--- Given entries Enclosed Below ---

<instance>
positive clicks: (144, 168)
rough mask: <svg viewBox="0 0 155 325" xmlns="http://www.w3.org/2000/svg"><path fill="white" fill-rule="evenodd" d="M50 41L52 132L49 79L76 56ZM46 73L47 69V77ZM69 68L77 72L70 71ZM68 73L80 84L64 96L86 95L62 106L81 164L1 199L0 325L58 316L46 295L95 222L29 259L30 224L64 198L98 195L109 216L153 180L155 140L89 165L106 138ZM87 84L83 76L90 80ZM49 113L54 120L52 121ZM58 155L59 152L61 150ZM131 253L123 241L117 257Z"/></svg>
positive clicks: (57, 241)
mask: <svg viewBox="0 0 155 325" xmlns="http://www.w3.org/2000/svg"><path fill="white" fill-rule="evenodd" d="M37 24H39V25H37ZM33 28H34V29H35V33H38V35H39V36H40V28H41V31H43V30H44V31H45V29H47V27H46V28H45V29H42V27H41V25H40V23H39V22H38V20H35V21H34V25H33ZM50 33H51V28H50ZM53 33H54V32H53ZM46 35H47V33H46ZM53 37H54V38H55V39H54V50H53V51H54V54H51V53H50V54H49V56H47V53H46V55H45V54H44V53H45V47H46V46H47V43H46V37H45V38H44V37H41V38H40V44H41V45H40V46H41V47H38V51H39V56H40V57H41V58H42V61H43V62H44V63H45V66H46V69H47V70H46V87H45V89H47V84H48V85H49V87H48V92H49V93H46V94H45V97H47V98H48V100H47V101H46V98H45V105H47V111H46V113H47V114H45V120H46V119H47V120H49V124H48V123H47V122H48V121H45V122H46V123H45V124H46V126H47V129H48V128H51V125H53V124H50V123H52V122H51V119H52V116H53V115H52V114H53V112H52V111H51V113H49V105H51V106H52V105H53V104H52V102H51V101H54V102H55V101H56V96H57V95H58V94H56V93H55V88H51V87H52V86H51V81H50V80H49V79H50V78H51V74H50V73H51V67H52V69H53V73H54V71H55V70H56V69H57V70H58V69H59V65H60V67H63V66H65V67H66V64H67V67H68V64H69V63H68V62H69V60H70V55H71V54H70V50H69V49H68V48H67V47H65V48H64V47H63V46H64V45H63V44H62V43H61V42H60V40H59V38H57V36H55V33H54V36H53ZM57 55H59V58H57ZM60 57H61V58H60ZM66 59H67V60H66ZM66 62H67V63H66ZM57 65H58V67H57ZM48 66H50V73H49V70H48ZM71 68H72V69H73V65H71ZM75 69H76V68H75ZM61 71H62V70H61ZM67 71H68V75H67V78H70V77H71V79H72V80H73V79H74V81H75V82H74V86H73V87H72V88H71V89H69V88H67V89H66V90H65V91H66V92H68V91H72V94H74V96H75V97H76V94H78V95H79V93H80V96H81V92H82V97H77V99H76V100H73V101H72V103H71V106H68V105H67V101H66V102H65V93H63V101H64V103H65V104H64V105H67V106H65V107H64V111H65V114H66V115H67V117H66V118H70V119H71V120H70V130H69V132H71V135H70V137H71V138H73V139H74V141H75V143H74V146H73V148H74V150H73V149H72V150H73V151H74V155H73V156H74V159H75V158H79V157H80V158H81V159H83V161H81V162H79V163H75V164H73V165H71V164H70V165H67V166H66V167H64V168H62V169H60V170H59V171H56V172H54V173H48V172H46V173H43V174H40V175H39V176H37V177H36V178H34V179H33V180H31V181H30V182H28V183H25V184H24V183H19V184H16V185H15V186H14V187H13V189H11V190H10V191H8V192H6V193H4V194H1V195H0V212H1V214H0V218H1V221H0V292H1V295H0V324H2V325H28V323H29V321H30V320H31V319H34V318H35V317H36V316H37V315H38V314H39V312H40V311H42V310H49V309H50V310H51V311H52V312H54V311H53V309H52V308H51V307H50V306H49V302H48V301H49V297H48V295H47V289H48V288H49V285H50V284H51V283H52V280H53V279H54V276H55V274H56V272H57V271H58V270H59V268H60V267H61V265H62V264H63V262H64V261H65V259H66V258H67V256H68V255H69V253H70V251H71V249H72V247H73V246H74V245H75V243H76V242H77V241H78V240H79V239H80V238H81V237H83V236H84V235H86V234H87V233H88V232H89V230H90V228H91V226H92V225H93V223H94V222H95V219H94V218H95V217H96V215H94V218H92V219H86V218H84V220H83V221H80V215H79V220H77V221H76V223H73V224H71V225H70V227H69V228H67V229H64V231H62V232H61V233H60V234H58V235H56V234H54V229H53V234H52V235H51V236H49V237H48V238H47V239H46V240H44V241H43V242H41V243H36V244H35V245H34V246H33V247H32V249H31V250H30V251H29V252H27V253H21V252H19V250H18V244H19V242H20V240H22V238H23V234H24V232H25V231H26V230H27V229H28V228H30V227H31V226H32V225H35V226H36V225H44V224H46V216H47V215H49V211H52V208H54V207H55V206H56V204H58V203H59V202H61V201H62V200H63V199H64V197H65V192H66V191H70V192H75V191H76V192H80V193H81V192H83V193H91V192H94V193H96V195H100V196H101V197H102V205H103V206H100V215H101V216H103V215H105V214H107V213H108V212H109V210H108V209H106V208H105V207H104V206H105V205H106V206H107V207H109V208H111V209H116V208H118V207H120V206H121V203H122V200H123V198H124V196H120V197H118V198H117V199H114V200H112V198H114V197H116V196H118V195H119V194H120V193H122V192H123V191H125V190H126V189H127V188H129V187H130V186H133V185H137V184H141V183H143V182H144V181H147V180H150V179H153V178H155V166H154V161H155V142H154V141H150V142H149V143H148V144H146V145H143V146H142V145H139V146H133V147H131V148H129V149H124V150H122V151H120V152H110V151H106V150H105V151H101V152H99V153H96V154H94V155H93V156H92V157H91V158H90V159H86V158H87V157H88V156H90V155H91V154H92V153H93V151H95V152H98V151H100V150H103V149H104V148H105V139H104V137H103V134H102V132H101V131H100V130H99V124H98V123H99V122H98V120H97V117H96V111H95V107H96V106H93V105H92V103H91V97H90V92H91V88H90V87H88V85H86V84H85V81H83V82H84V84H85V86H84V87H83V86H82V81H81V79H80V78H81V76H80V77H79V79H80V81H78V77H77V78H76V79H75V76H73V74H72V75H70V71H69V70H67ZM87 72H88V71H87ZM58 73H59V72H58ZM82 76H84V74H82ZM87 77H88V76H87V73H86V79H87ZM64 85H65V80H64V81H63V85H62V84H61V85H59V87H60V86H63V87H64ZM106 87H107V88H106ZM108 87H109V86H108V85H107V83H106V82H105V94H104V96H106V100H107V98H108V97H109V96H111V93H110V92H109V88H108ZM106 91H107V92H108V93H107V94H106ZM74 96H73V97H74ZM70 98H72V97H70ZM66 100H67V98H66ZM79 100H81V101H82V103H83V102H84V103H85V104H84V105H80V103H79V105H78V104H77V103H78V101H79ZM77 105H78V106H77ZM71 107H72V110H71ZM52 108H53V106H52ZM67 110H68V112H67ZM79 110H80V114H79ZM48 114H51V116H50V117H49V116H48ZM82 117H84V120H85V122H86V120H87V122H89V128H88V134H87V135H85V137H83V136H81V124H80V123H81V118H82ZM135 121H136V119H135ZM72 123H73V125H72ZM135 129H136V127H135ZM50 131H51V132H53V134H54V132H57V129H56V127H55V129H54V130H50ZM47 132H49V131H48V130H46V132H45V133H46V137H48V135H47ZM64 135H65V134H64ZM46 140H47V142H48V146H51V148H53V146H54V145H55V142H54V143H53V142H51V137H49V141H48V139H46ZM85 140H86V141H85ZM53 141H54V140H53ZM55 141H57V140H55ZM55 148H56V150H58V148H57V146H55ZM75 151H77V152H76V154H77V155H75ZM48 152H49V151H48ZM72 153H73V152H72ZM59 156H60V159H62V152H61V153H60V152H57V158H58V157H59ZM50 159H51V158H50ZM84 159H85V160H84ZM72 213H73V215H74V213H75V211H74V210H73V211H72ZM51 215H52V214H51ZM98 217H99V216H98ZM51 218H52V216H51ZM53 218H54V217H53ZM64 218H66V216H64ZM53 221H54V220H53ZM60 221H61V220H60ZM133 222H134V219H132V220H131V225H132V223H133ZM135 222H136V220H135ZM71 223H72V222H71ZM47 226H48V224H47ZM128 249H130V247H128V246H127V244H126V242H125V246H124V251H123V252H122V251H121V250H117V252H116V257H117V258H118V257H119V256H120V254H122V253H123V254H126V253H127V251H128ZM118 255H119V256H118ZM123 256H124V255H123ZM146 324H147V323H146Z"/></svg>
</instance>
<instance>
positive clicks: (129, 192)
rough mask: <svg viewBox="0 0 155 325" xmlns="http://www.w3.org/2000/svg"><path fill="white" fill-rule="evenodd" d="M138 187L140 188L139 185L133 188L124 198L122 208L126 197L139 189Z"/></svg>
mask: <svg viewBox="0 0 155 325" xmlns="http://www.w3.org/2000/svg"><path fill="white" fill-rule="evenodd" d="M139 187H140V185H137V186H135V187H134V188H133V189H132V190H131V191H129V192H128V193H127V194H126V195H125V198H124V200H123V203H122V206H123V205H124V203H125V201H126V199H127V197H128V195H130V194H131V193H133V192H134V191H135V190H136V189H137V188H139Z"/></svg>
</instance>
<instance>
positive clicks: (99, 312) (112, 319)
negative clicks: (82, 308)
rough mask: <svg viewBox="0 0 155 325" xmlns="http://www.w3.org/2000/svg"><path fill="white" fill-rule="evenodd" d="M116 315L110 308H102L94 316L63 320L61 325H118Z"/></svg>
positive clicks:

--- End of Enclosed Given entries ---

● What to do: Copy out the data above word for word, starting at its first line and ending with the line that contains "41L52 132L49 79L76".

● Solution:
<instance>
positive clicks: (144, 168)
rough mask: <svg viewBox="0 0 155 325" xmlns="http://www.w3.org/2000/svg"><path fill="white" fill-rule="evenodd" d="M50 41L52 132L49 79L76 56ZM46 73L47 69V77ZM69 68L77 72L70 71ZM68 73L80 84L64 96L86 95L62 106L81 164L1 199L0 325L58 316L46 295L95 222L29 259L30 224L64 198L98 195L109 216L153 180L155 140L89 165L106 138ZM87 84L83 76L90 80ZM49 113L54 120L52 121ZM58 155L59 152L61 150ZM131 253L123 241L117 257Z"/></svg>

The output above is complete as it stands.